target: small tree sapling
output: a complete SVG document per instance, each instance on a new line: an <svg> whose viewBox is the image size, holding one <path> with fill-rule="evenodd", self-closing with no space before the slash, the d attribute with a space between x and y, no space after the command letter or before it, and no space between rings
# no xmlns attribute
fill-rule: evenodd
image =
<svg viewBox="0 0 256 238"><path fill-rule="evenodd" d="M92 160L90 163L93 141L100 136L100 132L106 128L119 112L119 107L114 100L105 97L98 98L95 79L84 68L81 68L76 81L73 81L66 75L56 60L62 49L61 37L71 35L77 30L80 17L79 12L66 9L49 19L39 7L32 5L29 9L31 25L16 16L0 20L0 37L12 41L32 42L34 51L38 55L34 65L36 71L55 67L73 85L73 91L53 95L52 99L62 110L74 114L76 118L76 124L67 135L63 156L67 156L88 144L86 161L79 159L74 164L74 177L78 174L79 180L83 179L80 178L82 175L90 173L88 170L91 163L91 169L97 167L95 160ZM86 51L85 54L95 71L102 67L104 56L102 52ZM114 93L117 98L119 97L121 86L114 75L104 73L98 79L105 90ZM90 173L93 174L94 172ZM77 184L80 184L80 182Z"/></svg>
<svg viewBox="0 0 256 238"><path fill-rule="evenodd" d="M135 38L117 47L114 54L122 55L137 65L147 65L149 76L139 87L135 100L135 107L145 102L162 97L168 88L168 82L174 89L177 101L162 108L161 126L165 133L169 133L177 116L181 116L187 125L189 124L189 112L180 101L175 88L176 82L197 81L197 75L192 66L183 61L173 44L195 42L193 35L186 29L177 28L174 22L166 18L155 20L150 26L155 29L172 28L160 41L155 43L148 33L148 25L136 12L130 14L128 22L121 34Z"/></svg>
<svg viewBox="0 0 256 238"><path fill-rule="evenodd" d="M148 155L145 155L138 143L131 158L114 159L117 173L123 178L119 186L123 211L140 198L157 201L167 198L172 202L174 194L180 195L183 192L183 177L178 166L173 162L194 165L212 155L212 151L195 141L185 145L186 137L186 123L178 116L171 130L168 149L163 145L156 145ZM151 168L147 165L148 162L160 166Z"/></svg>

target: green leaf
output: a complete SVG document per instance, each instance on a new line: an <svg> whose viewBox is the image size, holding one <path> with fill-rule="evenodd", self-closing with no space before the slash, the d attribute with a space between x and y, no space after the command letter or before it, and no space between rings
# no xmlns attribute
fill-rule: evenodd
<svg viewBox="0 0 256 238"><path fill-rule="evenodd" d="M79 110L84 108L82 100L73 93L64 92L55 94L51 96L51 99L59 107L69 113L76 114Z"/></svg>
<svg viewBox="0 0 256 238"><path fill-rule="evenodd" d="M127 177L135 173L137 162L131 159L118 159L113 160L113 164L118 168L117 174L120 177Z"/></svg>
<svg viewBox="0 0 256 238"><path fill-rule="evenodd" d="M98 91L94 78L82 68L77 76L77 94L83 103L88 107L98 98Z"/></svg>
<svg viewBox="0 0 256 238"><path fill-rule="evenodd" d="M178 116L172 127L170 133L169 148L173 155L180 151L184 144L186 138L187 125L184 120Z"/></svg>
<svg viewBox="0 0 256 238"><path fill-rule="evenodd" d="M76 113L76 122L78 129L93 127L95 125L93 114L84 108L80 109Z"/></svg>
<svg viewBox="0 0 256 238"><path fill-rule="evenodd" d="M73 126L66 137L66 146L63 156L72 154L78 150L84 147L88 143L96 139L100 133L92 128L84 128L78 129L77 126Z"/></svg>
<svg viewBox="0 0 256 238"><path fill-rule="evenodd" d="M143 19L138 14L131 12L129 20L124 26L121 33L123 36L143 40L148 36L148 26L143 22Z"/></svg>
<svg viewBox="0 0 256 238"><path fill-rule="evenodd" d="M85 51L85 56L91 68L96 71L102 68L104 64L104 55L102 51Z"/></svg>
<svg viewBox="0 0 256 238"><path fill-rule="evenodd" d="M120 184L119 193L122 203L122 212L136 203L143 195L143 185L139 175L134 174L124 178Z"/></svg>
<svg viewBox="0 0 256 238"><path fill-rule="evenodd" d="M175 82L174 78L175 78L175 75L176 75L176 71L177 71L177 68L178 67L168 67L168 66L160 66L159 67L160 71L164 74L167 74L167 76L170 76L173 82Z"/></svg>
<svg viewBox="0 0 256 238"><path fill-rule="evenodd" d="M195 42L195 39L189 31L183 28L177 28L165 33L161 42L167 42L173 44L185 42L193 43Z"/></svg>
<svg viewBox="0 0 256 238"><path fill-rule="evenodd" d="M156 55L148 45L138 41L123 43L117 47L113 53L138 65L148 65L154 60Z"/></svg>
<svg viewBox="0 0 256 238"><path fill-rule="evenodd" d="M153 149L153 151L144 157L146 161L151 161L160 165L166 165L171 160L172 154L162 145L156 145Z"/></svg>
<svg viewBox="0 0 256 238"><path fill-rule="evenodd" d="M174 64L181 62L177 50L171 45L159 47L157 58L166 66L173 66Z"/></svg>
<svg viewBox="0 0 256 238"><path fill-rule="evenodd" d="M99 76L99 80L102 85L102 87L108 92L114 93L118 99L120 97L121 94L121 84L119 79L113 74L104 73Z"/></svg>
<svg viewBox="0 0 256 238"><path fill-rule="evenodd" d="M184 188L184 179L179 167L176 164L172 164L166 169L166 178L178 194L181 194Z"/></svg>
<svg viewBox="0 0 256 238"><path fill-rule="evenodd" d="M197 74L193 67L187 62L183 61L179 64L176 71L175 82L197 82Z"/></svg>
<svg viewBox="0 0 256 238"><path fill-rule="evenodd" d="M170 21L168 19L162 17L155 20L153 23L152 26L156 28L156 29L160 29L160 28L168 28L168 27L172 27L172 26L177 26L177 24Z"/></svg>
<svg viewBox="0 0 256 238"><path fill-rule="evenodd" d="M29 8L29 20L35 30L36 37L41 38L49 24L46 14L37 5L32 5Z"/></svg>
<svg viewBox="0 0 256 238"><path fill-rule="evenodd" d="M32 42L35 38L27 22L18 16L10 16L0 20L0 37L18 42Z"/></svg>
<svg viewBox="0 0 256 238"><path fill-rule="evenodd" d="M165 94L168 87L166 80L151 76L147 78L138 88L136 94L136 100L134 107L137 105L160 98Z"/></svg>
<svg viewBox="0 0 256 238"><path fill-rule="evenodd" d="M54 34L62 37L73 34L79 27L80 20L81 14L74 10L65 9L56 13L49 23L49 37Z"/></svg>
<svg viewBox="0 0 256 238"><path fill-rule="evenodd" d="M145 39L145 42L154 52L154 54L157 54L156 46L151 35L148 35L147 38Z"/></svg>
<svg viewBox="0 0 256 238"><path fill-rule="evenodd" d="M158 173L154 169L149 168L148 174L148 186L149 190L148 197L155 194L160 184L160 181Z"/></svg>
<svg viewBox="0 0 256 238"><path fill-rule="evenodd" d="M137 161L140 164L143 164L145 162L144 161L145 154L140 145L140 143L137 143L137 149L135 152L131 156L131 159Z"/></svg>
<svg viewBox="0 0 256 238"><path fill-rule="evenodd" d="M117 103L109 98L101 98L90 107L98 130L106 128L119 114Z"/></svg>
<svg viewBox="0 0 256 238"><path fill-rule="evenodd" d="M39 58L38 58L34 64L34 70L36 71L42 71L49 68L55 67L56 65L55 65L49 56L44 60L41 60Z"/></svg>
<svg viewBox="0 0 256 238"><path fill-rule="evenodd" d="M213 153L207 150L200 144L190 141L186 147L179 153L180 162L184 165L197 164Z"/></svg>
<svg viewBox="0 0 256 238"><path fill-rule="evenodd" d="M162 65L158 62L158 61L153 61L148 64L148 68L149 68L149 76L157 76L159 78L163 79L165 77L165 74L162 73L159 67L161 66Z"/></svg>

▬▬▬▬▬▬▬▬▬▬

**Goal**
Write out all of the lines above again, putting "label" wherever "target" appears and leaving everything else the same.

**Task response**
label: small tree sapling
output: a complete SVG document per instance, each instance on a new line: an <svg> whose viewBox is the image size, holding one <path> with fill-rule="evenodd", self-closing with no space before the slash, the d attribute with a space between x and y, no space after the command letter or before it, and no space between rings
# no xmlns attribute
fill-rule: evenodd
image =
<svg viewBox="0 0 256 238"><path fill-rule="evenodd" d="M92 160L90 163L93 141L100 136L100 132L106 128L119 112L119 107L114 100L105 97L98 98L95 79L84 68L81 68L76 81L73 81L66 75L56 60L62 49L61 37L71 35L77 30L80 17L79 12L66 9L49 19L39 7L32 5L29 9L31 25L16 16L0 20L0 37L12 41L32 42L34 51L38 55L34 65L36 71L55 67L73 85L73 91L53 95L52 99L62 110L74 114L76 118L76 124L67 135L63 156L67 156L88 144L86 161L79 159L74 164L74 177L78 174L79 180L83 179L80 178L82 175L90 173L88 170L91 163L91 169L97 167L95 160ZM86 51L85 54L95 71L102 67L104 56L102 52ZM114 93L117 98L119 97L121 86L114 75L104 73L98 79L105 90ZM90 173L93 174L94 172ZM77 184L80 184L80 182Z"/></svg>
<svg viewBox="0 0 256 238"><path fill-rule="evenodd" d="M135 38L117 47L114 54L122 55L137 65L147 65L149 76L139 87L135 100L135 107L145 102L162 97L168 88L168 82L174 89L177 101L162 108L161 126L165 133L169 133L177 116L181 116L187 125L189 124L189 112L180 101L175 88L176 82L197 81L197 75L192 66L183 61L173 44L195 42L193 35L186 29L177 28L174 22L166 18L155 20L150 26L155 29L172 28L160 41L155 43L148 33L148 25L136 12L130 14L128 22L121 34Z"/></svg>
<svg viewBox="0 0 256 238"><path fill-rule="evenodd" d="M148 155L145 155L138 143L131 158L114 159L117 173L123 178L119 186L123 211L140 198L157 201L167 198L172 202L174 194L180 195L183 192L183 177L178 166L173 162L194 165L212 155L212 151L195 141L185 145L186 137L186 123L178 116L171 130L168 149L163 145L156 145ZM151 168L147 165L148 162L160 166Z"/></svg>

label: green leaf
output: a complete SVG document per instance, each instance on a new line: an <svg> whose viewBox is the image size, holding one <path> with fill-rule="evenodd", self-closing with no space before the slash, the d attribute with a space between x and y, no space after the command letter or before it, and no space between rings
# no xmlns attribute
fill-rule: evenodd
<svg viewBox="0 0 256 238"><path fill-rule="evenodd" d="M79 110L84 108L82 100L73 93L64 92L55 94L51 96L51 99L59 107L69 113L76 114Z"/></svg>
<svg viewBox="0 0 256 238"><path fill-rule="evenodd" d="M127 177L135 173L137 162L131 159L118 159L113 160L113 164L118 168L117 174L120 177Z"/></svg>
<svg viewBox="0 0 256 238"><path fill-rule="evenodd" d="M98 91L94 78L82 68L77 76L77 94L83 103L88 107L98 98Z"/></svg>
<svg viewBox="0 0 256 238"><path fill-rule="evenodd" d="M178 116L172 127L170 133L169 148L173 155L180 151L184 144L186 138L187 125L184 120Z"/></svg>
<svg viewBox="0 0 256 238"><path fill-rule="evenodd" d="M76 113L76 122L78 129L93 127L95 125L93 114L84 108L80 109Z"/></svg>
<svg viewBox="0 0 256 238"><path fill-rule="evenodd" d="M73 126L66 137L66 146L63 156L72 154L78 150L84 147L88 143L96 139L100 133L92 128L84 128L78 129L77 126Z"/></svg>
<svg viewBox="0 0 256 238"><path fill-rule="evenodd" d="M143 19L138 14L131 12L129 20L124 26L121 33L123 36L143 40L148 36L148 26L143 22Z"/></svg>
<svg viewBox="0 0 256 238"><path fill-rule="evenodd" d="M85 51L85 56L91 68L96 71L102 68L104 64L104 55L102 51Z"/></svg>
<svg viewBox="0 0 256 238"><path fill-rule="evenodd" d="M120 184L119 193L122 203L122 212L136 203L143 195L143 185L139 175L134 174L124 178Z"/></svg>
<svg viewBox="0 0 256 238"><path fill-rule="evenodd" d="M175 82L174 78L175 78L175 75L176 75L176 71L177 71L177 68L178 67L168 67L168 66L160 66L159 67L160 71L164 74L167 74L167 76L170 76L173 82Z"/></svg>
<svg viewBox="0 0 256 238"><path fill-rule="evenodd" d="M195 42L195 39L189 31L183 28L177 28L165 33L161 42L167 42L173 44L185 42L193 43Z"/></svg>
<svg viewBox="0 0 256 238"><path fill-rule="evenodd" d="M156 55L148 45L138 41L123 43L117 47L113 53L138 65L148 65L154 60Z"/></svg>
<svg viewBox="0 0 256 238"><path fill-rule="evenodd" d="M153 149L153 151L144 157L146 161L151 161L160 165L166 165L171 160L172 154L162 145L156 145Z"/></svg>
<svg viewBox="0 0 256 238"><path fill-rule="evenodd" d="M174 64L181 62L177 50L171 45L159 47L157 58L166 66L173 66Z"/></svg>
<svg viewBox="0 0 256 238"><path fill-rule="evenodd" d="M99 76L99 80L102 85L102 87L108 92L114 93L118 99L120 97L121 94L121 84L119 79L113 74L104 73Z"/></svg>
<svg viewBox="0 0 256 238"><path fill-rule="evenodd" d="M184 188L184 179L179 167L176 164L172 164L166 169L166 178L178 194L181 194Z"/></svg>
<svg viewBox="0 0 256 238"><path fill-rule="evenodd" d="M197 74L193 67L187 62L183 61L179 64L176 71L175 82L197 82Z"/></svg>
<svg viewBox="0 0 256 238"><path fill-rule="evenodd" d="M170 21L168 19L162 17L155 20L153 23L152 26L156 28L156 29L160 29L160 28L168 28L168 27L172 27L172 26L177 26L177 24Z"/></svg>
<svg viewBox="0 0 256 238"><path fill-rule="evenodd" d="M29 8L29 20L35 30L36 37L41 38L49 24L46 14L37 5L32 5Z"/></svg>
<svg viewBox="0 0 256 238"><path fill-rule="evenodd" d="M32 42L35 38L27 22L18 16L10 16L0 20L0 37L18 42Z"/></svg>
<svg viewBox="0 0 256 238"><path fill-rule="evenodd" d="M165 94L168 87L166 80L151 76L147 78L138 88L136 94L136 100L134 107L137 105L160 98Z"/></svg>
<svg viewBox="0 0 256 238"><path fill-rule="evenodd" d="M54 34L62 37L73 34L79 27L80 20L81 14L74 10L65 9L56 13L49 23L49 37Z"/></svg>
<svg viewBox="0 0 256 238"><path fill-rule="evenodd" d="M145 39L145 42L154 52L154 54L157 54L156 46L151 35L148 35L147 38Z"/></svg>
<svg viewBox="0 0 256 238"><path fill-rule="evenodd" d="M158 173L154 169L149 168L148 174L148 186L149 190L148 197L155 194L160 184L160 181Z"/></svg>
<svg viewBox="0 0 256 238"><path fill-rule="evenodd" d="M137 161L140 164L143 164L145 162L144 161L145 154L140 145L140 143L137 143L137 149L135 152L131 156L131 159Z"/></svg>
<svg viewBox="0 0 256 238"><path fill-rule="evenodd" d="M117 103L109 98L101 98L90 107L98 130L106 128L119 114Z"/></svg>
<svg viewBox="0 0 256 238"><path fill-rule="evenodd" d="M39 58L38 58L34 64L34 70L36 71L42 71L49 68L55 67L56 65L55 65L49 56L44 60L41 60Z"/></svg>
<svg viewBox="0 0 256 238"><path fill-rule="evenodd" d="M213 153L207 150L200 144L190 141L186 147L179 153L180 162L184 165L197 164Z"/></svg>
<svg viewBox="0 0 256 238"><path fill-rule="evenodd" d="M162 65L158 62L158 61L153 61L148 64L148 68L149 68L149 76L157 76L159 78L163 79L165 77L165 74L162 73L159 67L161 66Z"/></svg>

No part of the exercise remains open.